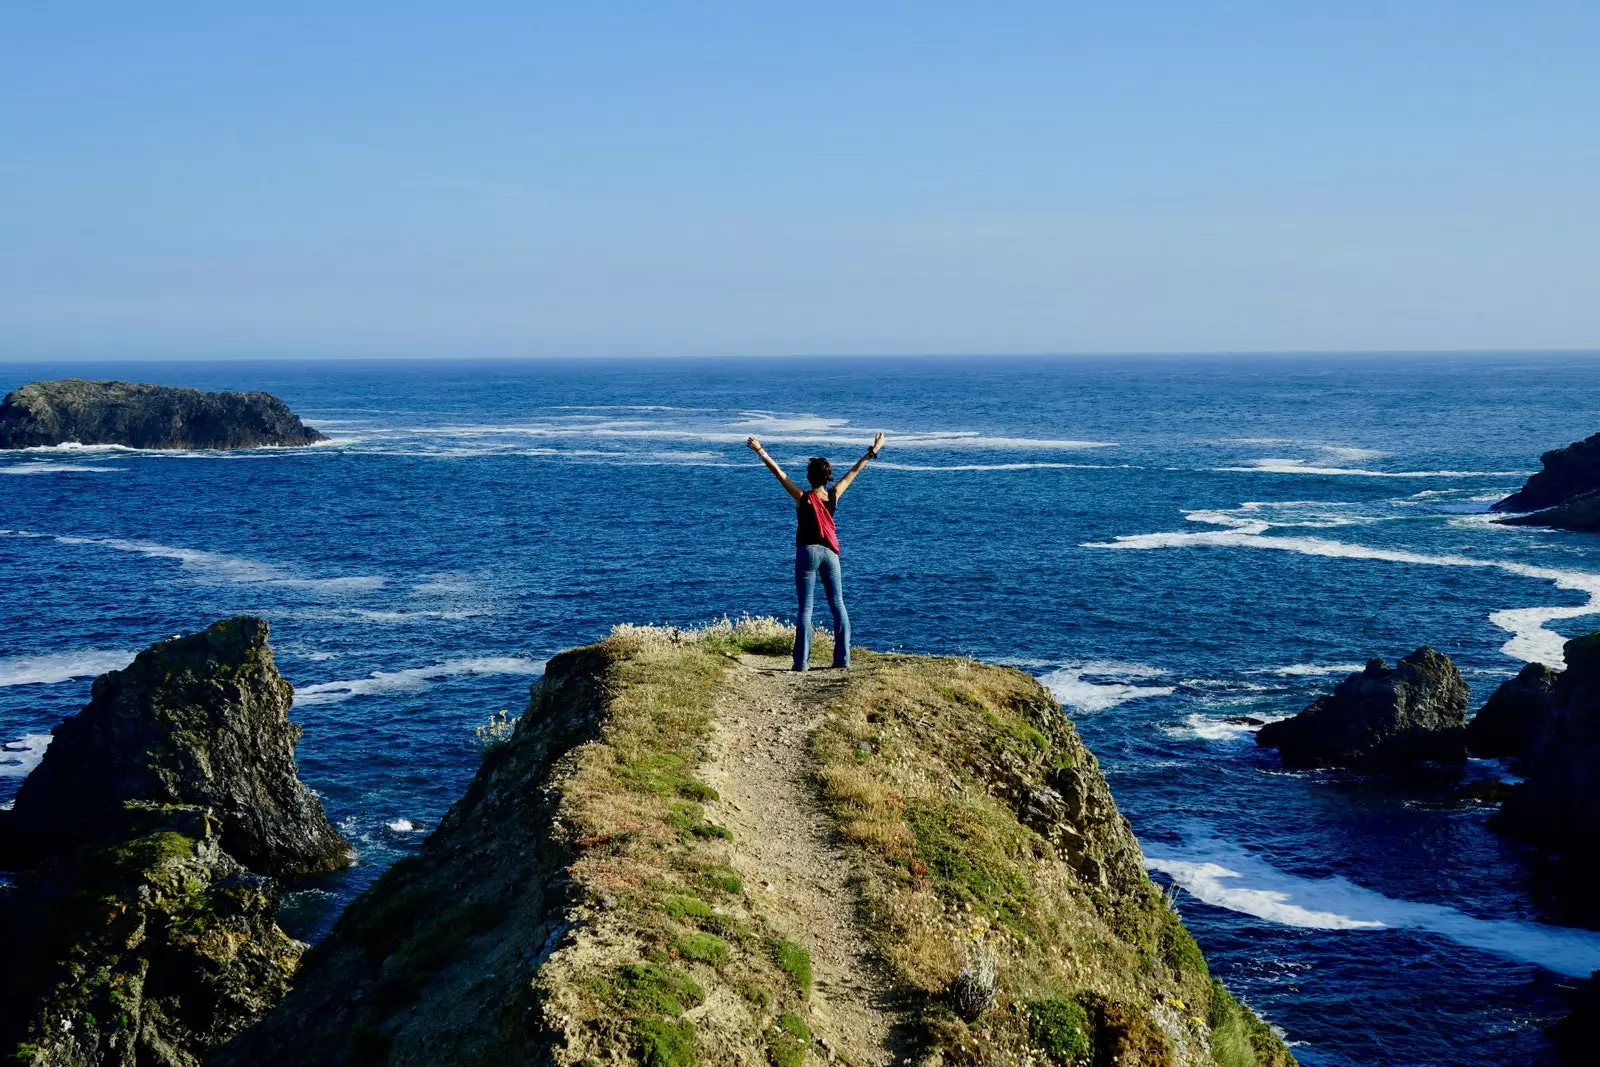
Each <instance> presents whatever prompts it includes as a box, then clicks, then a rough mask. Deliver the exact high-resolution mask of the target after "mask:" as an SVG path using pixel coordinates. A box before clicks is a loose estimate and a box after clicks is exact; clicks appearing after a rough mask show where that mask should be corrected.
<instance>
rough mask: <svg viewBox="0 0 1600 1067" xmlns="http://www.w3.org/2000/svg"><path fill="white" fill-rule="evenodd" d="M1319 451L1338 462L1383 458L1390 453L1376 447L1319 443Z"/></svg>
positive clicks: (1329, 458) (1356, 461)
mask: <svg viewBox="0 0 1600 1067" xmlns="http://www.w3.org/2000/svg"><path fill="white" fill-rule="evenodd" d="M1317 451H1320V453H1323V454H1325V456H1328V459H1334V461H1338V462H1363V461H1366V459H1382V458H1384V456H1387V454H1389V453H1384V451H1378V450H1376V448H1350V446H1347V445H1317Z"/></svg>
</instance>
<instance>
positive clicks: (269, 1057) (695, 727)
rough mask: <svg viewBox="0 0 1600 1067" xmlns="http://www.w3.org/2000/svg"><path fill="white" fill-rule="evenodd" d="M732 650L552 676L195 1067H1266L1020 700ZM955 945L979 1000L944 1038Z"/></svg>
mask: <svg viewBox="0 0 1600 1067" xmlns="http://www.w3.org/2000/svg"><path fill="white" fill-rule="evenodd" d="M752 630H754V632H750V633H749V635H747V637H741V630H739V629H738V627H730V630H717V629H715V627H712V629H710V630H709V632H704V633H702V635H701V633H694V632H682V630H654V629H650V627H621V629H619V632H616V633H613V637H610V638H606V640H605V641H602V643H598V645H595V646H590V648H581V649H574V651H570V653H562V654H558V656H555V657H552V659H550V661H549V665H547V670H546V675H544V678H542V680H541V683H539V685H538V686H536V688H534V691H533V699H531V702H530V705H528V710H526V712H525V713H523V717H522V720H520V721H518V725H517V728H515V733H514V734H512V736H510V737H509V739H507V741H506V742H504V744H502V745H499V747H494V749H491V750H490V752H488V753H486V755H485V760H483V766H482V768H480V771H478V774H477V777H475V779H474V782H472V785H470V787H469V789H467V792H466V795H464V797H462V798H461V800H459V801H456V805H454V806H453V808H451V809H450V813H448V814H446V816H445V817H443V821H442V822H440V824H438V829H437V830H434V833H432V835H429V838H427V840H426V841H424V845H422V849H421V854H418V856H416V857H413V859H406V861H402V862H400V864H395V867H392V869H390V870H389V872H386V873H384V877H382V878H379V881H378V883H376V885H374V886H373V888H371V889H368V891H366V893H363V894H362V896H360V897H358V899H357V901H355V902H352V904H350V907H349V909H347V910H346V912H344V915H342V917H341V918H339V921H338V923H336V926H334V929H333V931H331V933H330V934H328V937H326V939H325V941H323V942H322V944H318V947H317V950H315V952H314V953H312V955H310V958H309V960H307V963H306V968H304V971H302V974H301V977H299V981H298V984H296V987H294V990H293V992H291V993H290V995H288V997H286V998H285V1000H283V1003H280V1005H278V1006H277V1008H274V1009H272V1011H270V1013H267V1016H266V1017H264V1019H262V1021H261V1022H259V1024H258V1025H254V1027H251V1029H250V1030H245V1032H243V1033H240V1035H238V1037H235V1038H234V1040H232V1041H230V1043H229V1045H226V1046H224V1048H222V1049H219V1051H218V1053H216V1054H214V1056H213V1059H211V1061H210V1064H211V1067H274V1065H277V1064H283V1065H290V1064H294V1065H299V1064H317V1065H318V1067H341V1065H349V1067H355V1065H358V1064H374V1062H381V1064H389V1067H451V1065H456V1064H461V1065H466V1064H474V1065H477V1064H565V1065H568V1067H578V1065H584V1064H594V1065H600V1064H606V1065H616V1067H621V1065H622V1064H651V1065H656V1067H674V1065H682V1067H690V1065H693V1064H701V1065H704V1067H712V1065H717V1067H722V1065H725V1064H726V1065H733V1064H741V1065H747V1067H749V1065H757V1064H802V1062H808V1064H821V1062H822V1061H824V1059H826V1061H827V1062H888V1053H890V1049H891V1048H893V1049H894V1062H898V1064H917V1065H918V1067H934V1065H936V1064H944V1065H946V1067H952V1065H954V1064H976V1062H986V1064H1026V1062H1032V1064H1045V1062H1051V1064H1066V1062H1085V1064H1086V1062H1094V1064H1147V1065H1152V1067H1154V1065H1163V1067H1224V1065H1226V1067H1245V1065H1251V1067H1291V1065H1293V1062H1294V1059H1293V1056H1291V1054H1290V1051H1288V1048H1285V1045H1283V1043H1282V1041H1280V1040H1278V1037H1275V1035H1274V1032H1272V1030H1270V1029H1269V1027H1267V1025H1266V1024H1262V1022H1261V1021H1259V1019H1258V1017H1256V1016H1254V1014H1253V1013H1251V1011H1250V1009H1248V1008H1246V1006H1243V1005H1240V1003H1237V1001H1235V1000H1234V998H1232V997H1229V995H1227V992H1226V990H1224V989H1222V987H1221V984H1218V982H1214V981H1213V979H1211V977H1210V974H1208V969H1206V965H1205V957H1203V953H1202V952H1200V949H1198V945H1197V944H1195V942H1194V939H1192V937H1190V936H1189V933H1187V931H1186V929H1184V925H1182V921H1181V918H1179V915H1178V913H1176V912H1174V910H1173V909H1171V907H1170V905H1168V904H1166V901H1165V899H1163V897H1162V894H1160V891H1158V889H1157V888H1155V886H1154V885H1152V883H1150V880H1149V877H1147V875H1146V872H1144V862H1142V853H1141V849H1139V843H1138V840H1136V838H1134V835H1133V832H1131V829H1130V825H1128V821H1126V819H1125V817H1123V816H1122V814H1120V813H1118V809H1117V805H1115V801H1114V800H1112V795H1110V789H1109V787H1107V784H1106V779H1104V774H1102V773H1101V769H1099V766H1098V763H1096V760H1094V757H1093V753H1090V752H1088V749H1086V747H1085V745H1083V744H1082V741H1080V739H1078V737H1077V731H1075V728H1074V726H1072V723H1070V721H1069V720H1067V718H1066V715H1062V712H1061V707H1059V705H1058V704H1056V702H1054V701H1053V699H1051V696H1050V693H1048V691H1046V689H1045V688H1043V686H1040V683H1038V681H1037V680H1035V678H1030V677H1027V675H1024V673H1021V672H1018V670H1010V669H1002V667H992V665H984V664H973V662H970V661H950V659H928V657H920V656H874V654H870V653H861V654H859V659H858V661H856V665H854V667H853V669H851V673H850V677H848V678H830V677H827V675H822V673H816V672H814V673H811V675H800V677H794V675H792V673H790V672H787V670H781V669H779V667H782V665H786V664H787V653H782V649H779V651H781V653H782V654H781V656H779V654H773V649H774V641H773V637H771V633H766V632H762V629H760V627H752ZM774 782H784V785H782V787H781V789H779V787H774V785H773V784H774ZM789 785H794V787H795V790H797V792H789ZM813 819H814V821H816V822H818V824H816V825H814V833H813V827H811V825H810V824H811V821H813ZM822 899H827V901H832V902H835V904H838V910H834V909H832V907H818V905H819V901H822ZM979 917H981V918H979ZM974 921H978V923H979V925H982V926H987V925H990V923H992V925H994V926H992V931H994V933H992V936H990V939H989V941H987V942H986V944H989V945H992V947H994V955H995V960H994V961H995V968H994V971H989V974H992V982H994V985H992V989H994V990H995V993H997V997H995V1000H994V1001H992V1003H990V1001H989V998H987V997H984V998H982V1000H981V1003H979V1005H978V1009H979V1011H981V1013H982V1019H973V1021H971V1025H968V1022H966V1021H965V1019H963V1017H962V1016H957V1014H955V1013H952V1011H950V1009H949V1008H947V1003H949V1001H947V998H949V993H950V990H952V982H954V979H957V976H958V973H960V969H962V966H963V957H962V952H960V949H958V945H962V944H971V937H973V934H971V931H973V929H974ZM824 926H826V929H824ZM1002 929H1005V931H1016V933H1014V934H1013V933H1006V934H1000V933H998V931H1002ZM830 945H832V947H830ZM869 953H870V955H869ZM851 960H856V963H853V961H851ZM858 963H859V966H858ZM984 984H986V985H987V979H984Z"/></svg>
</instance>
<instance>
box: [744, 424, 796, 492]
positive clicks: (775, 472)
mask: <svg viewBox="0 0 1600 1067" xmlns="http://www.w3.org/2000/svg"><path fill="white" fill-rule="evenodd" d="M744 443H746V445H747V446H749V450H750V451H752V453H755V454H757V456H760V458H762V462H763V464H766V469H768V470H771V472H773V475H774V477H776V478H778V480H779V482H782V485H784V488H786V490H787V491H789V496H792V498H795V499H797V501H798V499H800V498H802V496H805V493H803V491H802V490H800V486H798V485H795V483H794V482H792V480H790V478H789V475H786V474H784V469H782V467H779V466H778V461H776V459H773V458H771V456H768V454H766V450H765V448H762V443H760V442H758V440H755V438H754V437H752V438H749V440H747V442H744Z"/></svg>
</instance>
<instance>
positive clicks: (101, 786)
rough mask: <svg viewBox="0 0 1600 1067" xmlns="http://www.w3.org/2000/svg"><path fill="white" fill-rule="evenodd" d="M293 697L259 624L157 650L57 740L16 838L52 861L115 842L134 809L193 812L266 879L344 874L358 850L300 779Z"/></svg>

• [What the exercise asks]
Transcribe the records above from the line holding "451L1338 462L1383 458L1390" down to the line holding "positive clicks: (269, 1057) (695, 727)", inclusive, without adding anything.

• [Response to the exercise]
rough mask: <svg viewBox="0 0 1600 1067" xmlns="http://www.w3.org/2000/svg"><path fill="white" fill-rule="evenodd" d="M1319 451L1338 462L1383 458L1390 453L1376 447L1319 443Z"/></svg>
positive clicks: (1329, 458) (1356, 461)
mask: <svg viewBox="0 0 1600 1067" xmlns="http://www.w3.org/2000/svg"><path fill="white" fill-rule="evenodd" d="M1317 451H1320V453H1323V454H1325V456H1328V459H1334V461H1338V462H1363V461H1366V459H1382V458H1384V456H1387V454H1389V453H1384V451H1378V450H1376V448H1350V446H1347V445H1317Z"/></svg>
</instance>
<instance>
positive clicks: (269, 1057) (695, 727)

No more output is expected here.